Trecho do texto →
T. Austin-Sparks
“Pela fé, Abraão, quando chamado, obedeceu, a fim de ir para um lugar que devia receber por herança, e partiu, sem saber para onde ia… Pela fé Abraão, quando posto à prova, ofereceu Isaque; estava mesmo para sacrificar o seu unigênito aquele que acolheu alegremente as promessas, a quem se tinha dito: Em Isaque será chamada a tua descendência; porque considerou que Deus era poderoso até para ressuscitá-lo dentre os mortos, de onde também, figuradamente, o recobrou” (Hebreus 11:8, 17-19).

[Itens do conjunto de dados]
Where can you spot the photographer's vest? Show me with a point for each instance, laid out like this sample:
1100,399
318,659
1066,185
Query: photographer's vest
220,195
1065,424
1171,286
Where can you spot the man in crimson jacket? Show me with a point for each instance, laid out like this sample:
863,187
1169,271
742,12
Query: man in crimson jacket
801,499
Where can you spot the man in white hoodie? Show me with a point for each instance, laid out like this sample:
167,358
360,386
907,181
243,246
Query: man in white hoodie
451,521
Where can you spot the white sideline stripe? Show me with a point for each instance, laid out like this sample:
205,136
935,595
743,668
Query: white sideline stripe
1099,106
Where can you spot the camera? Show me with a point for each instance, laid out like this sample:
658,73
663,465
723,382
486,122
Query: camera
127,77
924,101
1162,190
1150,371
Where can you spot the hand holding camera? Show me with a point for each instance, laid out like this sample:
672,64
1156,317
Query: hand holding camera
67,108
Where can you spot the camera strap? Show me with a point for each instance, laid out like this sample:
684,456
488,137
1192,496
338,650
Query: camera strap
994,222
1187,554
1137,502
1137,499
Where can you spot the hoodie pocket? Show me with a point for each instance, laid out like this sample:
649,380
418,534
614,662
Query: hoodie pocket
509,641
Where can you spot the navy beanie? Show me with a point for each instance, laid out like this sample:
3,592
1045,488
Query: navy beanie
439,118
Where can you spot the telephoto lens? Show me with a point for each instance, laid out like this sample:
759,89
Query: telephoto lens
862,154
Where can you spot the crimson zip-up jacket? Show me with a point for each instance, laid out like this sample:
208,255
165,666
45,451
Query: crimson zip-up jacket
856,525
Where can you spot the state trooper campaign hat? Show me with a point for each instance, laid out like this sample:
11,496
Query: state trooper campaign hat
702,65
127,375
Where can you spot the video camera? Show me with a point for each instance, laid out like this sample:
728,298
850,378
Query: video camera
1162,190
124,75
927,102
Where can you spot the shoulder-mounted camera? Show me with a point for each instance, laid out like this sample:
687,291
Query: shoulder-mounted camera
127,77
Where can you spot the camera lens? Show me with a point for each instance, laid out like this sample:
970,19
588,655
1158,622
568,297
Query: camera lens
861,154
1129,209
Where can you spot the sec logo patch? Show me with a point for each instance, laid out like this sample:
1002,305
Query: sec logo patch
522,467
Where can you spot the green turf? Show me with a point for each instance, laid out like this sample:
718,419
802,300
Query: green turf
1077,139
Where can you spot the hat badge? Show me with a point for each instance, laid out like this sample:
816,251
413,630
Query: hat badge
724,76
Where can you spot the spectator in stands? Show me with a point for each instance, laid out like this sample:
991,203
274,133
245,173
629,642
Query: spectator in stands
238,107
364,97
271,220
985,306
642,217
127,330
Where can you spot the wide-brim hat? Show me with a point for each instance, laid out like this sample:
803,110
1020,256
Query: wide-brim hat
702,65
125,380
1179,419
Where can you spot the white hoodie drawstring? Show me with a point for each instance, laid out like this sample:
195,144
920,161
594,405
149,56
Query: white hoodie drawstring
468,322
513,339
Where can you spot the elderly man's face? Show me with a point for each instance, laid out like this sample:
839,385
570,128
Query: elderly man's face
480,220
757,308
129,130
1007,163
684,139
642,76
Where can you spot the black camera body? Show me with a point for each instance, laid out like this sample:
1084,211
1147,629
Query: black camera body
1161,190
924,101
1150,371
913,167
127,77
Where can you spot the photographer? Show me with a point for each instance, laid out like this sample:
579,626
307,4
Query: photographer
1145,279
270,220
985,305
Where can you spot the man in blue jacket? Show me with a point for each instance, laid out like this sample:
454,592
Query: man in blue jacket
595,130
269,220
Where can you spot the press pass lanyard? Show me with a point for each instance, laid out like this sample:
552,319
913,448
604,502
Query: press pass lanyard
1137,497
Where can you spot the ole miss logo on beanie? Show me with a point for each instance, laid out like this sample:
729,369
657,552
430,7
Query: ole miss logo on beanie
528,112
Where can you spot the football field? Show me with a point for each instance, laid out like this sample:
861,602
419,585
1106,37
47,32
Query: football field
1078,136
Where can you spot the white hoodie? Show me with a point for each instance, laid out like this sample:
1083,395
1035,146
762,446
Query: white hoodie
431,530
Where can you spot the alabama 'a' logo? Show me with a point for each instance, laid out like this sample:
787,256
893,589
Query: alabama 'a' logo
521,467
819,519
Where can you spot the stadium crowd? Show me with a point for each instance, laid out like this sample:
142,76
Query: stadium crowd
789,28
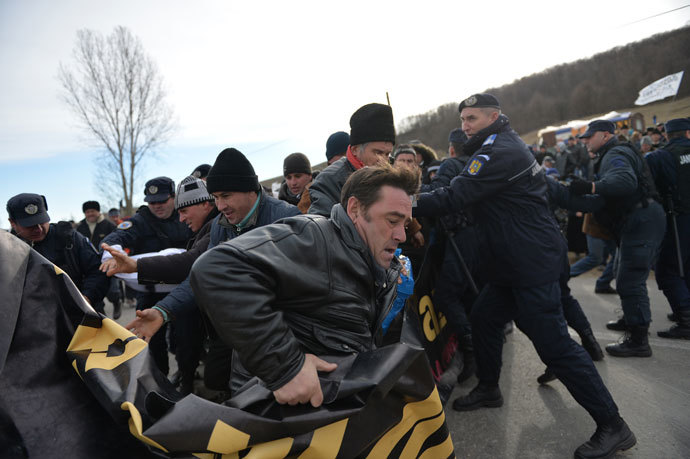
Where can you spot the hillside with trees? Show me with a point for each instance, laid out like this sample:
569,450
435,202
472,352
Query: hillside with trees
604,82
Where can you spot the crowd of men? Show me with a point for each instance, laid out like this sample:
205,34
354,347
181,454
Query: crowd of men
267,284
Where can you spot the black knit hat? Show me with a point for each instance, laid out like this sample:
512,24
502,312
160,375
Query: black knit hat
232,172
90,205
296,163
372,123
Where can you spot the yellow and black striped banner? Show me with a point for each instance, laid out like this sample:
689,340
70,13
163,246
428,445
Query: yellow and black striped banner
378,404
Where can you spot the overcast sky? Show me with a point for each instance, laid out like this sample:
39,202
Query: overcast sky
272,78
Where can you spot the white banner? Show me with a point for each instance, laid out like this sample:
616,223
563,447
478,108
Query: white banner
667,86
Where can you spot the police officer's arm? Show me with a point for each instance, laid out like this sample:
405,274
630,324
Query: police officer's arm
617,176
236,286
95,284
123,237
478,181
663,168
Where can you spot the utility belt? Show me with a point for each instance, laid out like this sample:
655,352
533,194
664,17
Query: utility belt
644,203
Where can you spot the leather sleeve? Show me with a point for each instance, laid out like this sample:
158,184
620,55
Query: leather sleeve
237,285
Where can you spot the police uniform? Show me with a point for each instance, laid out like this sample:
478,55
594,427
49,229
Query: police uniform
505,188
63,246
624,203
670,167
146,233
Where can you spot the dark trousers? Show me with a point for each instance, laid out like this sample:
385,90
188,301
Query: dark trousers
574,315
537,312
157,345
675,288
452,294
640,241
189,338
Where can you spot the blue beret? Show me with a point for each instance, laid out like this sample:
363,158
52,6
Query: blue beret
457,136
159,189
598,125
480,101
677,124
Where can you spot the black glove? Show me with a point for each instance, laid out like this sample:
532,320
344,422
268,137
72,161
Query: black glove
580,187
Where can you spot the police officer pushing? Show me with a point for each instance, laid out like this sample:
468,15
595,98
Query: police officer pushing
153,228
59,243
624,204
670,167
505,189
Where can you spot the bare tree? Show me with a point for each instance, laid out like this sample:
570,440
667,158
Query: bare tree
116,92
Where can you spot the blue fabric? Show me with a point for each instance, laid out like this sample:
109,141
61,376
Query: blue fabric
537,312
675,288
640,242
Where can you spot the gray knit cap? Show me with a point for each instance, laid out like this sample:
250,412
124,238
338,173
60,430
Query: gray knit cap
191,191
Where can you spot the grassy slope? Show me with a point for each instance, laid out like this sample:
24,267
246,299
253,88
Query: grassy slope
664,111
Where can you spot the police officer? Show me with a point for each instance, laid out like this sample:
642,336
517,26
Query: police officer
624,204
670,167
59,243
505,188
153,228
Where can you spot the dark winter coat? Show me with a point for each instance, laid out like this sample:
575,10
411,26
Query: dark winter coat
326,187
303,285
505,189
173,269
101,230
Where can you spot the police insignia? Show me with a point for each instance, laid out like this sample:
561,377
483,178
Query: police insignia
474,167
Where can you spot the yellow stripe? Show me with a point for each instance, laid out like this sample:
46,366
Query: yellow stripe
326,441
420,433
445,449
227,439
412,412
97,340
136,426
277,449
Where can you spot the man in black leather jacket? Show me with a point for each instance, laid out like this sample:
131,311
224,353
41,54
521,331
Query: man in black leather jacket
286,292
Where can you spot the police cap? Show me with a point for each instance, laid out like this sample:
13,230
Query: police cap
457,136
598,125
159,189
480,101
677,124
28,209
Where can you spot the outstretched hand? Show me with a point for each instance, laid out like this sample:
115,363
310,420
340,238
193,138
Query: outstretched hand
146,324
305,386
120,263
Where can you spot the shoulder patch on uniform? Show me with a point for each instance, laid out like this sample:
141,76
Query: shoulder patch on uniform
475,166
617,162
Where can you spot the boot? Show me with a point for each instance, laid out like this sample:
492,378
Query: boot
681,330
607,440
482,395
469,364
634,344
117,309
589,342
617,325
547,377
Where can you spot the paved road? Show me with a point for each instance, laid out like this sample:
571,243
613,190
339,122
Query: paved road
653,394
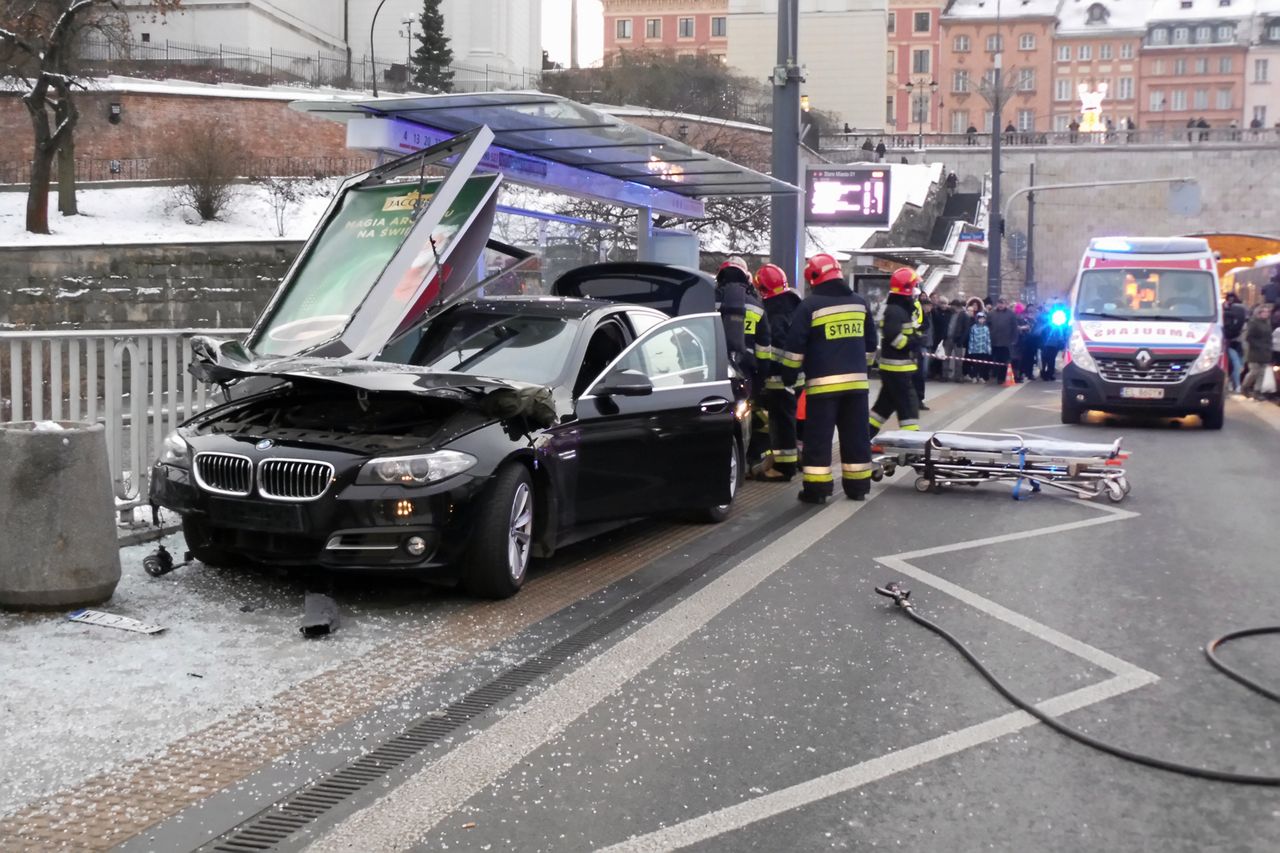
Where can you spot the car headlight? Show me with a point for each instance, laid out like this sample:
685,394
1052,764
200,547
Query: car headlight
419,469
176,450
1210,356
1079,354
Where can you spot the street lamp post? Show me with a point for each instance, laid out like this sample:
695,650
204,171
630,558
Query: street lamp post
920,104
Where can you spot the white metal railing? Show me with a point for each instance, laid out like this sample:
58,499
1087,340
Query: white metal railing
135,382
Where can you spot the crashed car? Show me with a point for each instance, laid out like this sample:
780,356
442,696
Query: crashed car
458,436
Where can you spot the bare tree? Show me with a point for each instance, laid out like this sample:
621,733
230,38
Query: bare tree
206,159
37,48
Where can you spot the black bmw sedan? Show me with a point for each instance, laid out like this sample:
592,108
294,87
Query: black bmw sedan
497,432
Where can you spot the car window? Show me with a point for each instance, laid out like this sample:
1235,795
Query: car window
492,343
679,352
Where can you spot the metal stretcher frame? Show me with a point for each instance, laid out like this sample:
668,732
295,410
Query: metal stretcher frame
941,464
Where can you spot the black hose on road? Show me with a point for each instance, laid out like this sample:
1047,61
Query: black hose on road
901,597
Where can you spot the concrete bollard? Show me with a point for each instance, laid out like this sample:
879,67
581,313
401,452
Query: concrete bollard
58,542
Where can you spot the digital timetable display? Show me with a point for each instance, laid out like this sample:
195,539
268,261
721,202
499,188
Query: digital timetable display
855,196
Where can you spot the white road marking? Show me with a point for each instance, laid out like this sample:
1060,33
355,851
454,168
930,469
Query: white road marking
735,817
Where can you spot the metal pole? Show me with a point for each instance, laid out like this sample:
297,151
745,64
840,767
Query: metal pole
995,228
785,246
1029,283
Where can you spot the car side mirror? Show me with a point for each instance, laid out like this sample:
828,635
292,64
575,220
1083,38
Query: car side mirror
625,383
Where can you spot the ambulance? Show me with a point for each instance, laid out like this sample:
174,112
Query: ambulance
1146,331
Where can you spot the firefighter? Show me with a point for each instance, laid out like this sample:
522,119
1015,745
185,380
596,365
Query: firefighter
749,345
830,337
900,349
780,402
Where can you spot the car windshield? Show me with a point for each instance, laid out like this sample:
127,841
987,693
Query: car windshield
1147,293
494,343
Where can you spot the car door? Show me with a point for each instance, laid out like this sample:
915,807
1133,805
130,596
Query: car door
656,429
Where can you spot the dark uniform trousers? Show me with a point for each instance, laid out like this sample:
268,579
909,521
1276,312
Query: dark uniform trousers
897,395
844,413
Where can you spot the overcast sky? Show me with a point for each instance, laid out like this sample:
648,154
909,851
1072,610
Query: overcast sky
590,31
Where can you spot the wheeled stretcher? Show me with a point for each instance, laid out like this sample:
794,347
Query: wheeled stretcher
944,459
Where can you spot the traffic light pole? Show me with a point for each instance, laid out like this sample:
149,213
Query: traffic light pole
785,247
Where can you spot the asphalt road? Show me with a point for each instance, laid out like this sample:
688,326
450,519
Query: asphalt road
772,702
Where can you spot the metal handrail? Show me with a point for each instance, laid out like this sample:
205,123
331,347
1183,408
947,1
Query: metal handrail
132,381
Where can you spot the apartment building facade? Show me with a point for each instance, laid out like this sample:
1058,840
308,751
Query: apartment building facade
973,32
685,27
1193,63
914,30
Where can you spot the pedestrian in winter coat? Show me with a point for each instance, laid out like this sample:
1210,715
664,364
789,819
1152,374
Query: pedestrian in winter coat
1257,347
979,347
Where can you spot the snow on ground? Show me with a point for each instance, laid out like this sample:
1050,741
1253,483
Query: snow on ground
150,214
78,699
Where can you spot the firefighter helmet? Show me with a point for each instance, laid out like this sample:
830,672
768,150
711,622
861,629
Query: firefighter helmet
822,268
735,263
904,282
771,281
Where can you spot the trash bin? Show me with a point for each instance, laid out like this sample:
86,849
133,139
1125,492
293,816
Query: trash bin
58,544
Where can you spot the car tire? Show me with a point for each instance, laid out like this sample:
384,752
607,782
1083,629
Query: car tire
196,534
1072,411
717,514
1215,416
502,538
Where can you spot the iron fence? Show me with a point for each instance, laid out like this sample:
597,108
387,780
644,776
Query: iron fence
133,382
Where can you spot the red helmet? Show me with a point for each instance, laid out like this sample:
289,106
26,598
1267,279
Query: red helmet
771,281
822,268
904,282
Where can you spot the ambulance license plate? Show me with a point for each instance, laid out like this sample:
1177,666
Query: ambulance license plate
1143,393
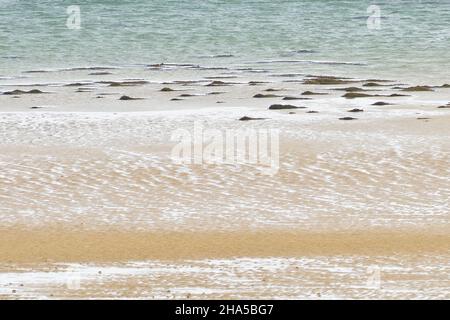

Requisitos da tarefa →
1. De acordo com o trecho sobre a fé de Abraão, o que Abraão considerou quando ofereceu Isaque?
2. Prossiga com o trecho sobre a fé de Abraão a partir do ponto em que ele termina.

Respostas do exercício →
1. Considerou que Deus era poderoso até para ressuscitá-lo dentre os mortos.

2.
O Sinal da Aliança
Gostaria de falar agora a respeito da fé e o princípio de Deus. Sabemos que, em um determinado ponto do relacionamento de Abraão com Deus e nos tratos de Deus com ele, um sinal da aliança foi estabelecido, na forma de um rito, que foi indelevelmente registrado em sua carne, e que se tornou o sinal da aliança para toda a sua descendência (Gn.17:10-14, 23-27). Esse sinal da aliança ou ritual, se tornou o significado central da vida de Abraão e a base de todos os pensamentos de Deus, no que diz respeito a ele. O apóstolo Paulo deixa bem claro que aqui não era apenas um rito, mas era um princípio – o sentido deste sinal ou rito reuniu nele tudo o que Deus queria dizer. O princípio por si já estava operando na vida de Abraão, antes de ser formulado no ato definido, e continuou a ser aplicado, em princípio, até o fim de sua vida – isto é, desde que Abraão foi introduzido na plataforma de atividades divinas. Isso acontece, além disso, não só através de sua vida, mas através de toda a história de Israel, e depois é absorvido, em seu sentido espiritual, no cristianismo. O significado espiritual e princípio deste rito é sempre a base sobre a qual Deus trabalha.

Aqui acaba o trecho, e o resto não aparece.